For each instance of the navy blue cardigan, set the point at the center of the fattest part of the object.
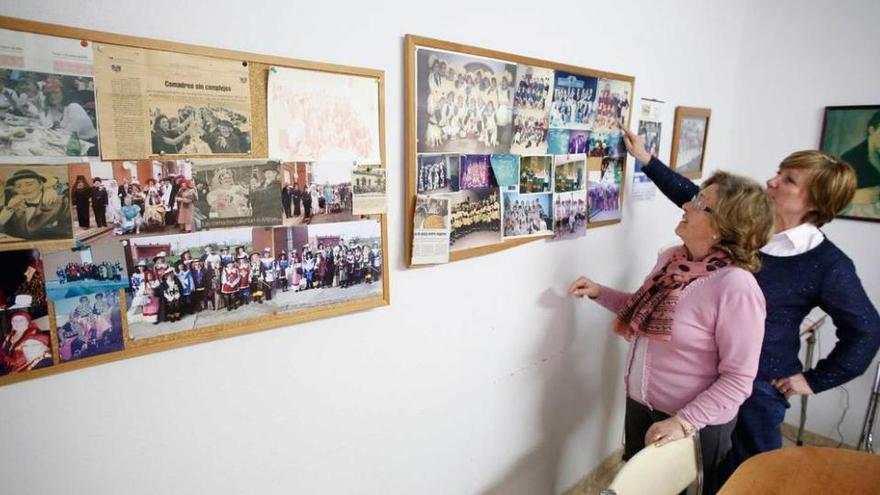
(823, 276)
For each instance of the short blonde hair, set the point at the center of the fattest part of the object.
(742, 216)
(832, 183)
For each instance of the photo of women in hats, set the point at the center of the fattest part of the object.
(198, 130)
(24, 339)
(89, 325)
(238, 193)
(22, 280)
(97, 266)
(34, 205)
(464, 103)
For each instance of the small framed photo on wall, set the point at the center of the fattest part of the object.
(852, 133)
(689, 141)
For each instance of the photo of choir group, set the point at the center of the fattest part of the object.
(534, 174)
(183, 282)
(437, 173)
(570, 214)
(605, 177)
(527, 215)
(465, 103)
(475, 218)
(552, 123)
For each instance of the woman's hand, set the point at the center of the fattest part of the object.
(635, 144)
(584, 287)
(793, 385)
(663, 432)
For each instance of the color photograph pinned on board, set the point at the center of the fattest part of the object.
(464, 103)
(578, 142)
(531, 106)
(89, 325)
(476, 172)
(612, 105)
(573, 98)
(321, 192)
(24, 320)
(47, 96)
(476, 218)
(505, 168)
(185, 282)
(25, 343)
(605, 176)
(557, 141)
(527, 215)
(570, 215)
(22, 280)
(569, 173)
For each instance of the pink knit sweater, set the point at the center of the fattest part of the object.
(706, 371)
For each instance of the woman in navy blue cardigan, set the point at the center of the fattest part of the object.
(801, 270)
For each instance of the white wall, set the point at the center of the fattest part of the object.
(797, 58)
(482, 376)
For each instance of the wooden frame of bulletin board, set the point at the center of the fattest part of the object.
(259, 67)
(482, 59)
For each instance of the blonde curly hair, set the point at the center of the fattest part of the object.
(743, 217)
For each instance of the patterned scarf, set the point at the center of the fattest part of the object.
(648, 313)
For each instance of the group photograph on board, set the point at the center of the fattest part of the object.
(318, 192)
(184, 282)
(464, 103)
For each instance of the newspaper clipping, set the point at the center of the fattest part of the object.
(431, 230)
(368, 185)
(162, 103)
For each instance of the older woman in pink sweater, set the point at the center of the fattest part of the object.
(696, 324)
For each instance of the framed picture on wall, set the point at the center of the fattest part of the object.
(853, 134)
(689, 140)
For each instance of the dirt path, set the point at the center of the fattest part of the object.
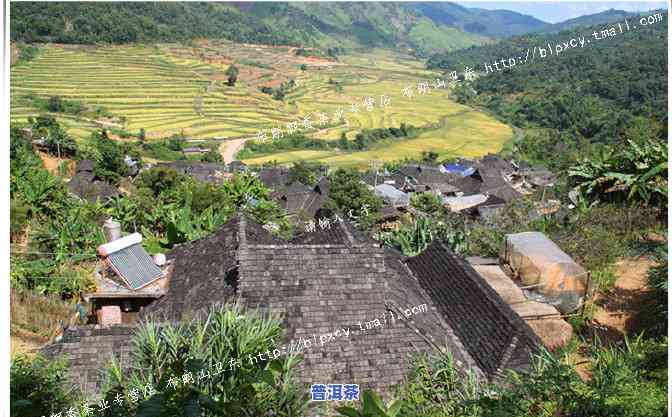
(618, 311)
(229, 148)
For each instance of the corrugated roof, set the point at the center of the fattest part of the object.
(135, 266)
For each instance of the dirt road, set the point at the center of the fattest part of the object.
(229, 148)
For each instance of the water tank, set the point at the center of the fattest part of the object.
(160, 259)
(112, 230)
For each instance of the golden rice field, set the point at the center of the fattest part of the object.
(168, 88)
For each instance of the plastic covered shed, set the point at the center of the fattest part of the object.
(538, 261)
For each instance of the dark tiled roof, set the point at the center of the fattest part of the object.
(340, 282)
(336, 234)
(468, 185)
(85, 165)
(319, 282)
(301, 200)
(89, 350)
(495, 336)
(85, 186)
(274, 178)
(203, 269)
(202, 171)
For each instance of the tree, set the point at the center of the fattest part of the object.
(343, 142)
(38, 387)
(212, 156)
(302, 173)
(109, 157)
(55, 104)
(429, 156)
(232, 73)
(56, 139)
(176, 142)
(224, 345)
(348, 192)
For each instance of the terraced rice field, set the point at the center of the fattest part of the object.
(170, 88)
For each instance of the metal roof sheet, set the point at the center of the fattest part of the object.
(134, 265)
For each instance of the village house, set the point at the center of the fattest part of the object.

====

Requirement
Leave out the pictures and copy every record above exactly.

Exercise answer
For each instance of the navy blue cardigan, set the point at the center of the fattest part of the object.
(823, 276)
For each instance of the short blonde hair, set the point at the center of the fattest part of the object.
(742, 216)
(832, 183)
For each instance of the photo of women in hats, set the point at the center of the fattest part of the object.
(198, 130)
(24, 339)
(89, 325)
(238, 193)
(22, 280)
(97, 266)
(34, 205)
(464, 103)
For each instance of the small framed photo on wall, set the point at the center of the fattest part of the object.
(852, 133)
(689, 141)
For each instance of the photo of choir group, set the point at the center of the fattest part of the object.
(534, 174)
(183, 282)
(437, 173)
(570, 214)
(605, 177)
(527, 215)
(465, 103)
(475, 218)
(552, 123)
For each instance of the woman's hand, set the point at the center of the fattest part of the object.
(635, 144)
(584, 287)
(793, 385)
(663, 432)
For each instance of the color photograph pinned on board, set the point at the center of the fattest part of the object.
(464, 103)
(578, 142)
(531, 106)
(89, 325)
(476, 172)
(612, 105)
(573, 98)
(321, 192)
(24, 320)
(47, 96)
(476, 218)
(505, 168)
(185, 282)
(25, 343)
(605, 176)
(557, 141)
(527, 215)
(570, 215)
(22, 280)
(569, 173)
For each instance of the pink knit sweater, set the point at the center of the fattest part of the object.
(706, 371)
For each instance of the woman in navy blue cardigan, set the point at the center of the fattest part of the object.
(801, 270)
For each instance of the white wall, set the point at the center of the fattest part of the object.
(797, 58)
(482, 376)
For each instance of the wooden frame of bulletin board, set the point at the center of the fattest part of the object.
(259, 67)
(482, 59)
For each instance of the blonde curly hair, set the point at the center of the fattest part of the object.
(743, 217)
For each instance of the patterned scarf, set the point at the center of the fattest part of the object.
(648, 313)
For each instance of the group photograph on board, set the point at the center of the fattest part of the object.
(318, 192)
(184, 282)
(464, 103)
For each instance of the newspaper clipping, set the point at the center of the fattest part of the object.
(431, 230)
(368, 185)
(162, 103)
For each instance of the older woman in pink sweater, set the point at the center of the fattest part of the object.
(696, 324)
For each instance of the framed picture on wall, set the point at the center of the fattest part of the object.
(853, 134)
(689, 140)
For each instance of the dirt path, set the point at the center of the fattest part of the object.
(618, 311)
(229, 148)
For each instance of the corrugated roof, set the point at the center of the fattest part of the object.
(135, 266)
For each instance of the dirt road, set the point at the center of the fattest part of the object.
(229, 148)
For each instance of the water tank, set the point at the center of the fattest part of the object.
(160, 259)
(112, 230)
For each instance of the golden rice field, set the point at the center of the fattest part of the object.
(168, 88)
For each instance of the plastic covered shed, set the point at the center of the fattest part of the object.
(538, 261)
For each instance of the dark tiled roof, set the point at the center of the fattest part of the object.
(340, 282)
(336, 234)
(468, 185)
(85, 165)
(319, 282)
(301, 200)
(89, 350)
(495, 336)
(85, 186)
(274, 178)
(203, 269)
(202, 171)
For each instance of the tree, set the point at the center of the fattest part of the object.
(343, 142)
(38, 387)
(212, 156)
(302, 173)
(109, 157)
(55, 104)
(429, 156)
(232, 73)
(56, 139)
(176, 142)
(224, 345)
(348, 192)
For each instance of the terraced rice field, set the point at the center of the fattest part of the object.
(170, 88)
For each instance of the metal roof sheet, set the point at the center of the fattest part of the object.
(134, 265)
For each instance of the village house, set the point at the center of the fattest part of the object.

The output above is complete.